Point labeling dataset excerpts
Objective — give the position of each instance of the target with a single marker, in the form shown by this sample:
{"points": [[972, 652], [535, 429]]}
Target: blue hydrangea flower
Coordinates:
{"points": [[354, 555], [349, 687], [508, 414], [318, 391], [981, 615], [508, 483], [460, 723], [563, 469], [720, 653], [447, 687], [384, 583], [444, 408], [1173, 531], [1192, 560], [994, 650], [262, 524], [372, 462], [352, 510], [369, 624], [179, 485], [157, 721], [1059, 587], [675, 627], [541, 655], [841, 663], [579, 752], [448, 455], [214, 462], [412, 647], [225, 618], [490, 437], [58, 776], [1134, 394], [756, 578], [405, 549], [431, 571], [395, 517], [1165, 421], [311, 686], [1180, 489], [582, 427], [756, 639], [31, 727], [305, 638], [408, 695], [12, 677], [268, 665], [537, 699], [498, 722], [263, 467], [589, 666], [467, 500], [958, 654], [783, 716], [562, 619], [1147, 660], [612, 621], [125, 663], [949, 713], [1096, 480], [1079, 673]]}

▶ [Task objective] Can you rewrite the listing above with "blue" switched to "purple" and everything else left the same?

▶ [Response to this exercise]
Objective — give the position of each instance of the target with a single marker, in the form shown by this sample:
{"points": [[972, 652], [535, 429]]}
Target: purple hydrangea flower
Coordinates:
{"points": [[354, 555], [349, 687], [508, 414], [318, 391], [981, 615], [508, 483], [460, 723], [563, 469], [720, 653], [447, 687], [384, 583], [444, 408], [1173, 531], [1192, 560], [994, 650], [262, 524], [372, 462], [352, 510], [369, 624], [179, 485], [157, 721], [1059, 587], [675, 627], [541, 655], [841, 663], [579, 752], [448, 455], [214, 462], [412, 647], [225, 618], [490, 437], [58, 776], [1134, 394], [756, 578], [405, 549], [431, 571], [395, 517], [1165, 421], [311, 686], [1180, 489], [582, 427], [756, 639], [31, 727], [305, 638], [408, 695], [12, 677], [268, 665], [537, 699], [498, 722], [263, 467], [589, 666], [467, 500], [958, 654], [783, 716], [562, 619], [1147, 660], [612, 621], [125, 663], [949, 713], [1096, 480], [1079, 673]]}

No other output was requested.